Direction: What is needed here is an exact copy of every entry.

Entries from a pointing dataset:
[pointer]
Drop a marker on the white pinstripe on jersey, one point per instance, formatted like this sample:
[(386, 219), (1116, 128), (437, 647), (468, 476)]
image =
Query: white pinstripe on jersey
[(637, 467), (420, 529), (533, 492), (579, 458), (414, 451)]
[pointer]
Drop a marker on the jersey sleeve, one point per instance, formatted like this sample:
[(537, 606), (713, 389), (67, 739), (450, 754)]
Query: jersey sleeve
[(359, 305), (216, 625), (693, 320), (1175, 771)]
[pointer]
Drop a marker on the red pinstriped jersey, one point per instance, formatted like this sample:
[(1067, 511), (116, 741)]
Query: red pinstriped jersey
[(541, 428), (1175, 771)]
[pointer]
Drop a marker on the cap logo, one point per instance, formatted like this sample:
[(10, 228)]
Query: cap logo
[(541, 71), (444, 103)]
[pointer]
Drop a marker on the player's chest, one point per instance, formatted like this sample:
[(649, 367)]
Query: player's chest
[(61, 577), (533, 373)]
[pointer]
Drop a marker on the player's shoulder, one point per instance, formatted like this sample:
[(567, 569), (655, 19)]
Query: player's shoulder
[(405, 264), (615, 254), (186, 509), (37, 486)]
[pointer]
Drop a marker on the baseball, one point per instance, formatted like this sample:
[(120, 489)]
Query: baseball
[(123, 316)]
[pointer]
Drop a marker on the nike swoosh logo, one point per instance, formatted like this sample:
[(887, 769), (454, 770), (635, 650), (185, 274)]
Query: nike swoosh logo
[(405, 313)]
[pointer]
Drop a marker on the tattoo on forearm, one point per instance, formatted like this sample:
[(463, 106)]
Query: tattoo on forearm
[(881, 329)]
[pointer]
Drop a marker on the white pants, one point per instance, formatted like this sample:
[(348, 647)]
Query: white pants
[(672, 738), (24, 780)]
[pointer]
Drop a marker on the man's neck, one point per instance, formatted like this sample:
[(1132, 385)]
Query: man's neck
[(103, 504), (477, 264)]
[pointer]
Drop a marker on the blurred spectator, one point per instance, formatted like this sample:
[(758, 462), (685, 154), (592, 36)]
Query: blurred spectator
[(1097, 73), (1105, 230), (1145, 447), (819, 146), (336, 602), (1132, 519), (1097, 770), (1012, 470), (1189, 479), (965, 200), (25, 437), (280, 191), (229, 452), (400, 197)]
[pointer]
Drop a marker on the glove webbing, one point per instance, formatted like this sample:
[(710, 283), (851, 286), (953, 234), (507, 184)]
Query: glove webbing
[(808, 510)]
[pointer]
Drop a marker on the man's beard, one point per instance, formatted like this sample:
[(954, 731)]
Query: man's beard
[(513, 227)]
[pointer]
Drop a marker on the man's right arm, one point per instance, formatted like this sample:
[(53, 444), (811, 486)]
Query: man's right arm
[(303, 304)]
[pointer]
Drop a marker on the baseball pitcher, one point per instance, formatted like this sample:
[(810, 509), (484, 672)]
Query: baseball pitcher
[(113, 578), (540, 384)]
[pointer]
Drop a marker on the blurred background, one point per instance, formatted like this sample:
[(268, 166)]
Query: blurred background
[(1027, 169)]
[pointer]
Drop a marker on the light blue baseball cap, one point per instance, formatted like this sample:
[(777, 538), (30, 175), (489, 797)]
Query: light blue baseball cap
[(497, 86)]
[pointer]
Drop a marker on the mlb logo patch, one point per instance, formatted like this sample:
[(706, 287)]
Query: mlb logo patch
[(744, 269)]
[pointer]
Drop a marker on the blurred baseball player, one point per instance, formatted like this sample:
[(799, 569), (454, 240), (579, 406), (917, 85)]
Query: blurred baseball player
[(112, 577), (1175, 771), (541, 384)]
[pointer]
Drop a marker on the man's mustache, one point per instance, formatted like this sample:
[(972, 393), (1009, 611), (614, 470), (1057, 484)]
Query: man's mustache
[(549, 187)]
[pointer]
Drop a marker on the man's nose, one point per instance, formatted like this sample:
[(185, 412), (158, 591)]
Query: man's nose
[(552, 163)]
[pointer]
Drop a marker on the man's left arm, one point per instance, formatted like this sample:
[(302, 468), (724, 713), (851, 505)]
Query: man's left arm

Full output:
[pointer]
Drop a marker on the white pinstripe on jersey, one point per instance, formatted like this sample:
[(386, 219), (1116, 128), (437, 647), (468, 476)]
image =
Query: white pinstripe on jersey
[(637, 467), (420, 529), (533, 492), (579, 458), (414, 451)]
[pointer]
Drop a marker on the jersey sleeve, one point per instance, formatted like this sample:
[(537, 606), (713, 389), (67, 739), (450, 754)]
Query: jersey sleeve
[(359, 305), (216, 625), (693, 320), (1175, 771)]
[pointer]
Drop a marker on the red pinstriped jersey, one point per instance, formatted like this sample:
[(1067, 511), (116, 741)]
Query: red pinstriped jersey
[(541, 428), (1175, 771)]
[pointer]
Drop a marker on the cap logo, one point per instance, formatted like this sample:
[(10, 228)]
Query: cap logo
[(541, 71), (444, 103)]
[pointer]
Drop a marker on the player's chest, one point per instance, formatted like this sample:
[(649, 367)]
Query: player's chest
[(61, 577), (533, 373)]
[pointer]
Drop a marker on the player's shoulder, one point per instance, formatted like this sample:
[(567, 569), (655, 19)]
Query: player's shoulder
[(405, 264), (615, 254), (186, 509), (37, 486)]
[pointer]
Drop a marker on the baseball, one point per instance, formatted like this sample:
[(120, 489)]
Query: baseball
[(123, 316)]
[pointer]
Drop a marker on the nike swoosh logo, one point per instance, formatted like this sample:
[(887, 769), (454, 770), (635, 650), (185, 274)]
Query: nike swoosh logo
[(405, 313)]
[pointer]
Drop a marker on the tattoo on forearm, one point per instance, formatted like this sample:
[(463, 106)]
Query: tattoo on forearm
[(881, 329)]
[pointer]
Drop a marker on the white pants, one point per instance, formatted like this sample:
[(348, 647)]
Query: white pants
[(672, 738), (24, 780)]
[pointer]
Drop a marker on the man's neck, one point per instance, formatted like this sample:
[(1132, 385)]
Query: man's neck
[(103, 504), (477, 264)]
[pointer]
Drop a marker on the blurred spectator, one point per instance, formatted like this sample:
[(758, 462), (685, 154), (592, 36)]
Query: blurred spectator
[(1097, 73), (1105, 230), (1145, 447), (819, 146), (336, 602), (1132, 519), (1097, 770), (1012, 470), (1189, 479), (965, 200), (25, 437), (280, 191), (229, 452), (400, 197)]
[pointer]
Drop a marker on the glove webbing, one point per instance, formatted like this sample:
[(710, 283), (851, 286), (953, 234), (507, 184)]
Query: glove webbing
[(808, 510)]
[pointer]
Drop a marker on the man's beard, one point per instance, formatted like this sample:
[(954, 731)]
Query: man's beard
[(513, 227)]
[pointer]
Drop a marker on the man's right arm, one point per instance, formatted like this sample:
[(53, 444), (811, 486)]
Query: man's right arm
[(303, 304)]
[pointer]
Drop a marker on the baseball pitcher, one point per instance, formatted like this sample:
[(810, 509), (484, 672)]
Query: baseball pitcher
[(113, 578), (540, 384)]
[pointer]
Drop a marker on the blurred background, one point per instance, formatted like this sample:
[(268, 166)]
Query: blurred background
[(1027, 169)]
[pointer]
Drop a marker on the light blue baseball cap, one point per instance, formatted like this sample:
[(777, 538), (30, 175), (489, 797)]
Query: light blue baseball cap
[(497, 86)]
[pointer]
Drop a marker on the mlb logo patch, one point per instance, formatted like this sample:
[(706, 287)]
Query: mlb logo patch
[(744, 269)]
[pointer]
Drop a marker on the blurred baseball player, one point per instance, formatted like this sample:
[(799, 569), (454, 240), (579, 406), (917, 85)]
Query: blurred baseball player
[(112, 577), (1175, 771), (541, 384)]
[pointer]
Drop a marker on the man's mustache, one point per instance, formatted like this sample:
[(972, 393), (1009, 611), (614, 470), (1057, 484)]
Query: man's mustache
[(549, 187)]
[pointer]
Drop a marker on the man's nose, one point per instance, formatted like this sample:
[(185, 412), (158, 591)]
Query: man's nose
[(552, 163)]
[pointer]
Drop a marker on the man's left arm, one point per instance, formatted like this sample:
[(302, 468), (724, 713), (851, 505)]
Query: man's left arm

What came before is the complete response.